[BEGIN Excerpted records]

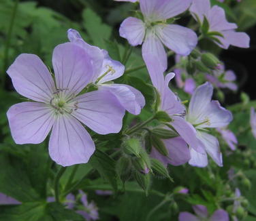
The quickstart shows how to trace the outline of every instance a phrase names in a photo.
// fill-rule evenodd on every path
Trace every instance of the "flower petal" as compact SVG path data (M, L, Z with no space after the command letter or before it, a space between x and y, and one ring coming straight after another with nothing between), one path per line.
M7 73L16 90L21 95L43 102L52 98L54 83L47 67L36 55L20 54Z
M237 28L235 23L227 21L224 9L219 6L213 6L207 16L207 20L210 24L210 30L213 31L221 31Z
M41 143L54 122L52 108L39 102L14 104L8 110L7 117L12 138L18 144Z
M214 212L210 218L210 221L229 221L229 214L223 209L218 209Z
M186 11L192 0L140 0L140 9L150 21L159 21L173 18Z
M103 83L104 82L108 82L121 77L125 72L125 66L123 66L121 62L117 60L112 60L108 55L107 51L104 52L104 60L103 61L103 66L98 78L103 76L108 71L107 75L102 77L102 78L99 81L98 83ZM110 69L111 71L110 71Z
M86 163L95 150L90 134L78 120L67 114L57 116L49 141L53 161L63 167Z
M156 33L166 47L182 56L188 56L197 44L195 33L180 25L158 25Z
M187 212L182 212L178 215L178 221L200 221L195 215Z
M221 34L224 37L216 37L221 41L222 45L217 43L220 47L227 49L230 45L239 47L248 48L250 47L250 37L245 33L237 33L234 30L223 31Z
M206 153L200 153L193 148L190 149L191 159L189 163L193 167L205 167L208 165L208 159Z
M72 43L57 46L52 55L56 84L67 97L78 94L94 76L94 69L88 54Z
M119 28L120 36L127 39L133 46L142 43L145 37L144 23L138 18L129 17L121 24Z
M97 78L98 75L101 73L102 64L104 59L104 52L99 47L92 46L86 43L82 38L79 33L74 29L67 31L67 37L70 42L72 42L82 47L91 58L91 62L94 69L94 79Z
M210 9L210 3L209 0L193 0L189 11L195 20L197 18L201 23L204 21L204 16L206 16ZM195 16L196 15L196 16Z
M157 62L153 61L148 62L148 56L155 56L158 58ZM146 35L144 43L142 45L142 57L146 66L156 65L161 68L161 70L165 71L167 69L167 54L160 39L152 32L149 32Z
M174 120L171 122L172 125L189 145L189 147L199 153L204 153L204 148L198 144L194 127L189 122L187 122L182 117L172 116L172 118Z
M198 127L223 127L227 126L233 119L232 113L222 107L217 100L212 100L208 104L202 117L206 117L208 122Z
M203 143L207 153L212 158L214 162L222 167L222 154L219 148L218 140L213 136L197 132L197 138Z
M212 100L212 93L213 87L208 82L195 89L190 100L187 115L190 123L197 124L205 121L203 114Z
M137 102L135 95L127 85L117 83L106 85L99 87L99 90L110 92L125 110L133 115L140 114L141 106Z
M195 205L193 206L193 209L202 218L207 218L208 216L207 207L203 205Z
M92 130L99 134L120 132L125 110L111 92L99 89L75 100L78 108L72 115Z
M163 140L169 155L165 157L153 148L150 156L161 161L165 166L167 164L180 165L186 163L190 159L190 152L186 142L180 138Z

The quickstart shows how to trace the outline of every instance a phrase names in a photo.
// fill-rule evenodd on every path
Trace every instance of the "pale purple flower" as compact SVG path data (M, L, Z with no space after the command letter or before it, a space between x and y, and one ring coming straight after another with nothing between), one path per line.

[END Excerpted records]

*Set problem*
Go through the material above and print all of it exactly, except the pictures.

*Reply*
The quickstart shows how to trace the outline of every instance a phrase names in a photo.
// fill-rule evenodd on every path
Trace every instance of the "flower petal" as compact SVG path data (M, L, Z with no space after the command letter or before it, a space between x and y, and one ring coming straight after another with nothing between), one path per line.
M7 73L16 90L21 95L43 102L52 98L54 83L47 67L36 55L20 54Z
M237 28L235 23L227 21L224 9L219 6L213 6L207 16L207 20L210 24L210 30L213 31L221 31Z
M41 143L54 122L52 108L39 102L14 104L8 110L7 117L12 138L18 144Z
M214 212L210 218L210 221L229 221L229 214L223 209L218 209Z
M186 11L192 0L140 0L140 9L150 21L159 21L173 18Z
M103 83L104 82L108 82L121 77L125 72L125 66L123 66L121 62L117 60L112 60L108 55L107 51L104 52L104 60L103 61L103 66L98 78L103 76L108 71L107 75L102 77L102 78L99 81L98 83ZM110 69L111 71L110 71Z
M86 163L95 150L90 134L78 120L67 114L57 116L49 141L53 161L63 167Z
M156 33L166 47L182 56L188 56L197 44L195 33L180 25L158 25Z
M187 212L182 212L178 215L178 221L200 221L195 215Z
M221 34L224 37L216 37L221 41L222 45L217 43L220 47L227 49L230 45L239 47L248 48L250 47L250 37L245 33L237 33L234 30L223 31Z
M206 153L200 153L193 148L190 149L191 159L189 163L193 167L205 167L208 165L208 159Z
M72 43L57 46L52 55L56 84L67 97L78 94L94 76L94 69L88 54Z
M119 28L120 36L127 39L133 46L142 43L145 37L144 23L138 18L129 17L121 24Z
M97 78L98 75L101 73L102 64L104 59L104 52L99 47L92 46L86 43L82 38L79 33L74 29L67 31L67 37L70 42L72 42L82 47L91 58L91 62L94 69L94 79Z
M210 9L210 3L209 0L193 0L189 11L195 20L197 18L201 23L204 21L204 16L206 16ZM195 16L196 15L196 16Z
M157 62L153 61L148 62L148 56L155 56L158 58ZM146 35L144 43L142 45L142 57L146 66L156 65L161 68L161 70L165 71L167 69L167 54L160 39L152 32L149 32Z
M174 120L171 122L172 125L189 145L189 147L199 153L204 153L204 148L198 144L194 127L189 122L187 122L182 117L172 116L172 118Z
M198 127L223 127L227 126L233 119L232 113L222 107L217 100L212 100L208 104L202 117L206 117L208 122Z
M203 143L207 153L212 158L214 162L222 167L222 154L219 148L218 140L213 136L197 132L197 138Z
M212 100L212 93L213 87L208 82L195 89L190 100L187 115L190 123L197 124L205 121L203 114Z
M137 102L135 95L127 85L117 83L106 85L99 87L99 90L110 92L125 110L133 115L140 114L141 106Z
M195 205L193 206L193 209L202 218L207 218L208 216L207 207L203 205Z
M92 130L99 134L120 132L125 110L111 92L99 89L75 100L78 108L72 115Z
M163 140L169 155L165 157L153 148L150 156L161 161L165 166L167 164L180 165L186 163L190 159L190 152L186 142L180 138Z

The quickstart shows how to trace the outline of every instance a phrase names in a photo.
// fill-rule evenodd on every path
Trace every instance of the "pale purple flower" as compact SVG path data (M, L, Z with no space after the command letter or before it, a space between x and y, and one ring coming straight after another with nothing between), one path per line.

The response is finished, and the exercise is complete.